DOCUMENT SEGMENT ::
<<<<

She said, "I like your shoes."

I broke the rules today. And approached a stranger. This was not the original plan.

Earlier this afternoon I was doing laundry and stopped to take a break and do some swinging in the courtyard. A young 8-year-old friend on rollerblades joined me, and I was going to blog all about the wonders of playtime and sunshine. Then I went to the grocery store. On the way home I crossed the street at a spot where I always go straight. Which put me on the corner with Shelise.

She was frail with red hair and dark roots. She was looking down and pushing a heavy-looking lawnmower, attempting to balance a broom and dustpan on top of it. As a rule of city living, I avoid strangers. I was a few feet behind her; I waited patiently for the light to turn green so I could cross the street, get back to my apartment, unload my groceries, put the laundry in the dryer, and then write all about how happy I feel when I play in the sun.

Then I heard her say quietly to herself, "What in the hell did I do to deserve this? What have I done? Why do I try?" Another rule of city living, do not approach people who talk to themselves. So I let her stay a few feet ahead of me. Then the broom and dustpan fell off of her lawnmower. And God pushed me a few feet; truly. I have no idea how I ended up right beside her saying, "Do you need a little help? I could walk with you."

>>>>

ACTION ITEM :: Duplicate the part of the story about meeting Shelise starting with "Earlier this afternoon" and going on through "in the sun.".

Stored data entries:
<<<<

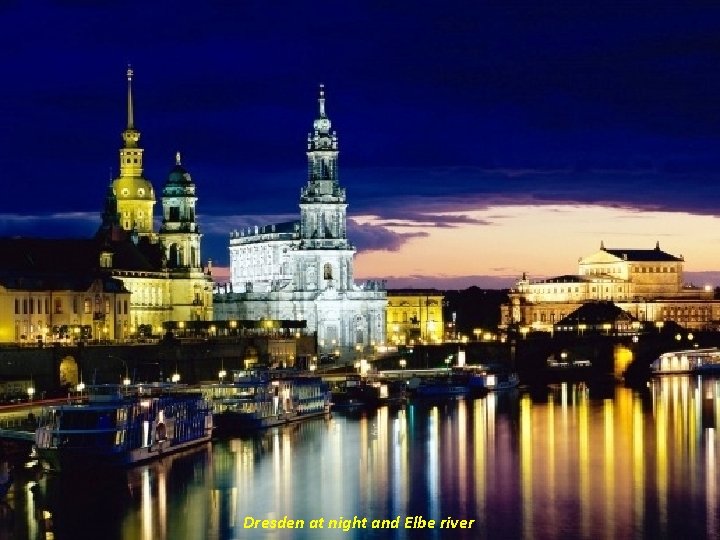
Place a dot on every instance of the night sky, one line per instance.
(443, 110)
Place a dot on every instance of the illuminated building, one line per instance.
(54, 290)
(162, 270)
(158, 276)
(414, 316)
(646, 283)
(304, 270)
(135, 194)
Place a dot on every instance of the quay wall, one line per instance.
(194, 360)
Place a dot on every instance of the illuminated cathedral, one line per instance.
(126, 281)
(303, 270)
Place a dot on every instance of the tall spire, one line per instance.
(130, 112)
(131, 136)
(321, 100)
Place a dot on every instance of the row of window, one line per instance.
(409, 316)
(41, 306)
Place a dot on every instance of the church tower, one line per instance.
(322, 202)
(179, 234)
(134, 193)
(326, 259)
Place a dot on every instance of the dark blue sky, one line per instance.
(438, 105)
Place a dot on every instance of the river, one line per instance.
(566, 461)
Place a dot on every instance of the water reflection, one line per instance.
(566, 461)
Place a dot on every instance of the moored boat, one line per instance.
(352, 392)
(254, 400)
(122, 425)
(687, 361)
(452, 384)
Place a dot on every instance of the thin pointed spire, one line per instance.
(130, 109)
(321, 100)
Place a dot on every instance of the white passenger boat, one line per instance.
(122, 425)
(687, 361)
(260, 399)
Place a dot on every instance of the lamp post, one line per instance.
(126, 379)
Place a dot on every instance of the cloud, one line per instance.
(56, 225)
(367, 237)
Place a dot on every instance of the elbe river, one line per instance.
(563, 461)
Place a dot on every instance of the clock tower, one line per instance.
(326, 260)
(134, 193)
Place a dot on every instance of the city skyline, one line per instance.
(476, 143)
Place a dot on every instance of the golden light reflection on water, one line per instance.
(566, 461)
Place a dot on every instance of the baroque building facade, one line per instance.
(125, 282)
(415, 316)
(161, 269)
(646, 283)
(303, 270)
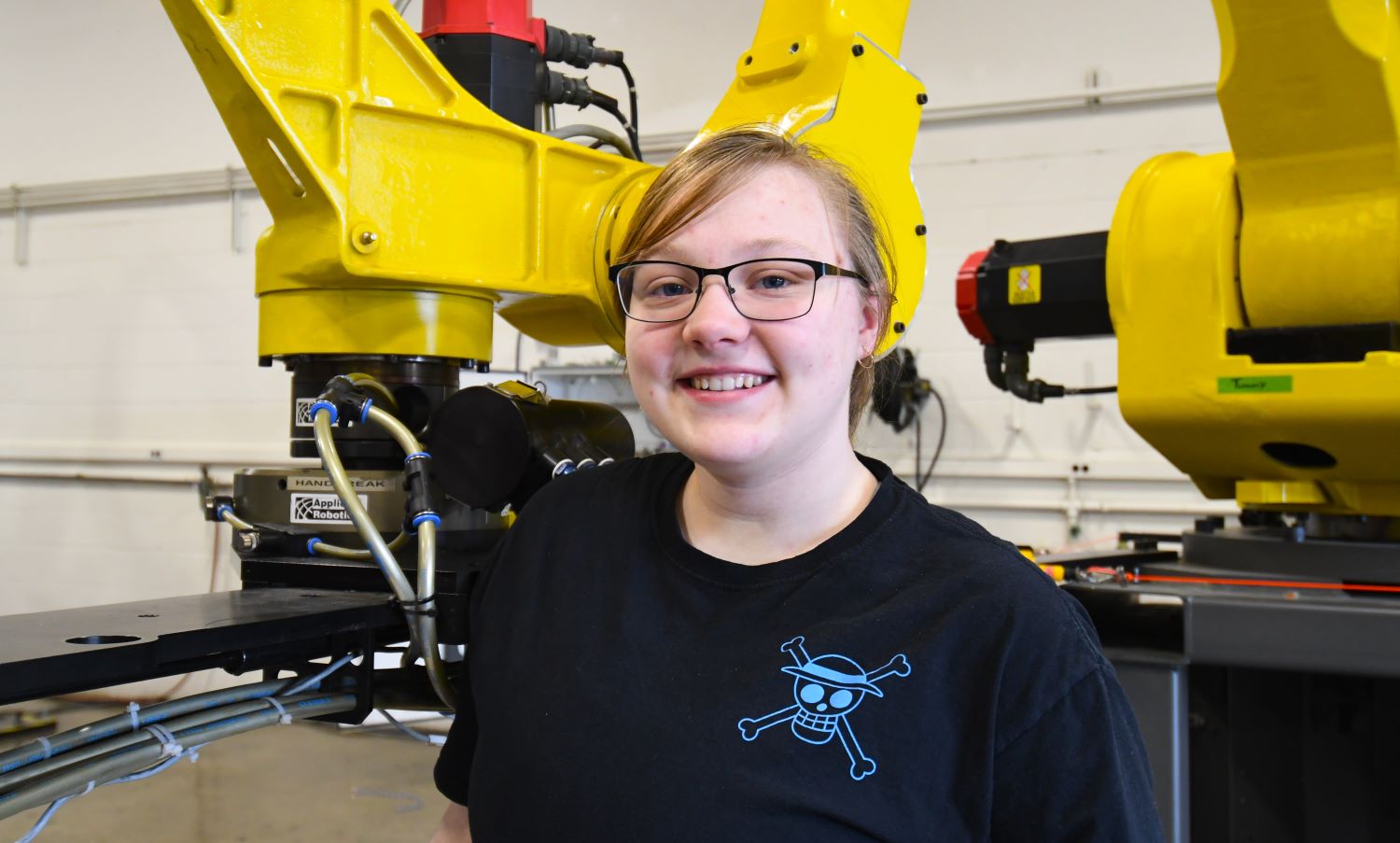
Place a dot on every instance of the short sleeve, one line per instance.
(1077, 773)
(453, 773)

>>>>

RESPONSE FOR THIS EXERCISE ::
Earlier this afternoon I was doing laundry and stopped to take a break and do some swinging in the courtyard. A young 8-year-old friend on rollerblades joined me, and I was going to blog all about the wonders of playtime and sunshine. Then I went to the grocery store. On the way home I crossed the street at a spot where I always go straight. Which put me on the corner with Shelise.

She was frail with red hair and dark roots. She was looking down and pushing a heavy-looking lawnmower, attempting to balance a broom and dustpan on top of it. As a rule of city living, I avoid strangers. I was a few feet behind her; I waited patiently for the light to turn green so I could cross the street, get back to my apartment, unload my groceries, put the laundry in the dryer, and then write all about how happy I feel when I play in the sun.